»»

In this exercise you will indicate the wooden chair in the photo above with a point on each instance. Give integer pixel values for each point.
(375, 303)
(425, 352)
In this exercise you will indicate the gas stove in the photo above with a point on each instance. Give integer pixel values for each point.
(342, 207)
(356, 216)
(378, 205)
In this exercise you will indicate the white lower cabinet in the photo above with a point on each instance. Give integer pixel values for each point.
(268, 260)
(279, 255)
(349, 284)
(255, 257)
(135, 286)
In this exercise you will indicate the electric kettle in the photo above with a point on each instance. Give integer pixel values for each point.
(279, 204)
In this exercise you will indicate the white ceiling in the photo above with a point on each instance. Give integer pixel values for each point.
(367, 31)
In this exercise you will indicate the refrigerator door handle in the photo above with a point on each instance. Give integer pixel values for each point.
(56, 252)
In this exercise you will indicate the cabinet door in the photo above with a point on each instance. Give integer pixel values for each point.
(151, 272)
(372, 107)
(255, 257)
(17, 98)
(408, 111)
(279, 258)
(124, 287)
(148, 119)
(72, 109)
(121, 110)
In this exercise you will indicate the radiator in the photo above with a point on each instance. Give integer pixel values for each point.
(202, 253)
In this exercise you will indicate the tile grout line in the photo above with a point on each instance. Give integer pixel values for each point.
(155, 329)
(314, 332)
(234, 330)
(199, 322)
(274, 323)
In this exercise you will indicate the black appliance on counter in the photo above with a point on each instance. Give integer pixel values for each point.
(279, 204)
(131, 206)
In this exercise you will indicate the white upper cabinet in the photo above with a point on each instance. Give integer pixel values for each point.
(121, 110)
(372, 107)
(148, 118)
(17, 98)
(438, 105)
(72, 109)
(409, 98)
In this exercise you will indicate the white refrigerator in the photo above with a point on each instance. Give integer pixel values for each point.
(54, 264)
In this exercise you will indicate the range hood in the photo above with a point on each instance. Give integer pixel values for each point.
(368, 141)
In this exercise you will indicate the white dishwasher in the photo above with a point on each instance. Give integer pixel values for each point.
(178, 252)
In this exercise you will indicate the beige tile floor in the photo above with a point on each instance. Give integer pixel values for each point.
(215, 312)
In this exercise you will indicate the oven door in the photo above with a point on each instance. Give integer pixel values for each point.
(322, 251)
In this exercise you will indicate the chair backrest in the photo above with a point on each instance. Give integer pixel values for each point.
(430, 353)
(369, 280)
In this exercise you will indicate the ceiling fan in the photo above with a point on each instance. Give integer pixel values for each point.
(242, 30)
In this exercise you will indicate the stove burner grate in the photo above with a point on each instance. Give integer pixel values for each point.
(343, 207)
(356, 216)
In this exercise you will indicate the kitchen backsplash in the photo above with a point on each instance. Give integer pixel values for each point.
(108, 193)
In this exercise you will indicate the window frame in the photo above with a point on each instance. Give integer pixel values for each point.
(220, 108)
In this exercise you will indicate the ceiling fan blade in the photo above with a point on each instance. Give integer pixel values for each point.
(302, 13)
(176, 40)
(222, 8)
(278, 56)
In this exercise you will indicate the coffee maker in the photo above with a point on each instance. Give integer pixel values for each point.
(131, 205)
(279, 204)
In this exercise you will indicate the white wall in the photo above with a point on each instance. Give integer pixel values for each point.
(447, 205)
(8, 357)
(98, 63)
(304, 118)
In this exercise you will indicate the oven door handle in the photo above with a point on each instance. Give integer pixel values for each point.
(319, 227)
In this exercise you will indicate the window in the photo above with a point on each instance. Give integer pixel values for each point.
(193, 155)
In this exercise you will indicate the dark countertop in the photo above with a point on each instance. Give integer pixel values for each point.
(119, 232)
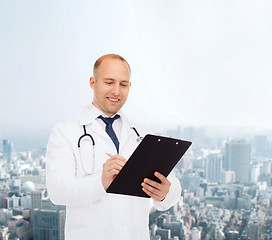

««

→ **Stated problem**
Reproduce all of the data above word for word, leaving out the picture.

→ **Right answer**
In this exercise you will indicate the wooden chair in the photo above with a point on each instance. Give integer pixel values for each point.
(375, 303)
(425, 352)
In this exercise you will indicate the gas stove in the photo above with a point on each instance. Give integer pixel values for each point.
(342, 207)
(356, 216)
(378, 205)
In this exercise you will indicate the white lower cabinet in the photo above with a point on each instance. Give integer pixel values for each point.
(268, 260)
(279, 255)
(349, 284)
(255, 257)
(135, 286)
In this exercise you will indicate the electric kettle in the photo above with a point on each instance. Give integer pixel values for each point.
(279, 204)
In this exercise you will indicate the white ceiling in the photo above with a point on each instance. Give integer pixel values for each point.
(367, 31)
In this exercise you will indicate the refrigerator door handle in the photo above with a point on each instance. Give integer pixel values for each point.
(56, 252)
In this exercise you will indicate the cabinet door in the photo above with a point on each instance. Give integer pixel values for each point.
(151, 272)
(372, 107)
(255, 257)
(17, 98)
(408, 111)
(279, 258)
(124, 287)
(148, 119)
(72, 109)
(121, 110)
In this exercise you will indicate the radiator in the photo above with a point on each instance. Give integer pixel values for each point.
(202, 253)
In this exercise you will indicate the tile grout line in the photo above with a point on each instance. Give integer pixel values for each point.
(155, 329)
(314, 332)
(234, 330)
(199, 322)
(274, 323)
In this exercise you will indicate the black appliance on counter in the photo above with a point on each instance. Give integer pixel values for each point.
(279, 204)
(131, 206)
In this exercise you will indicate the white upper cabinet in the photo above with a point on each instance. Give integer pixel values for each point.
(121, 110)
(372, 107)
(148, 118)
(17, 98)
(438, 105)
(72, 109)
(409, 98)
In this exercise you will indicate the white refrigerator in the photo above with a point on each instance. Give integer pixel values for each point.
(54, 264)
In this exercise you will indicate the range hood in the photo above with a point on each instance. Give integer pixel values for each point.
(368, 141)
In this exercise you will indicate the white dishwasher in the photo above with a point on each instance. Give integer pixel values for each point.
(178, 252)
In this exercise you will indicate the beige tile floor in the photo above with a point on each instance. Give integer pixel values for each point.
(215, 312)
In this exercise you will indicate the oven door in the photo above with a point on each instance. Give integer pixel values for each point.
(322, 251)
In this exercise you will indicate the chair backrest in the photo above with a point on each instance. Give integer pixel values for each point.
(430, 353)
(369, 280)
In this exercise you will indicate the ceiling fan in the photo above with a point on each instance. Give integer pixel values for each point.
(242, 30)
In this exercise you will indicate the stove burner grate in the photo above with a point on each instance. Give integer pixel values for each point.
(343, 207)
(356, 216)
In this exercise you will indicate the kitchen backsplash in the photo above with a point on each instance. Give integer pixel values for each point.
(108, 193)
In this exercise you will indicate the window frame in the photo above with a point on each instance. Give integer pixel values for each point.
(220, 108)
In this exercise you will indicate the ceiling fan blade in the photo above with a point on each instance. Give integer pixel values for each point.
(302, 13)
(176, 40)
(222, 8)
(278, 56)
In this exercise you will indicate the coffee maker in the photo above with a point on each instance. Give integer pixel values for each point.
(131, 205)
(279, 204)
In this exercise you will indicate the white wall in the photo above with a point on each instance. Give integer pixel values for each point.
(447, 205)
(8, 357)
(98, 63)
(304, 118)
In this exercise you will indicate the oven door handle in the photo above with a point on each instance. Give integer pixel values for each point.
(319, 227)
In this exercise you will indicate the window in the photo above with a point on each instance. Give integer pixel values for each point.
(193, 155)
In this exercise you will indicate the dark countertop in the photo above with a point on each instance. Give integer pixel values for each point.
(119, 232)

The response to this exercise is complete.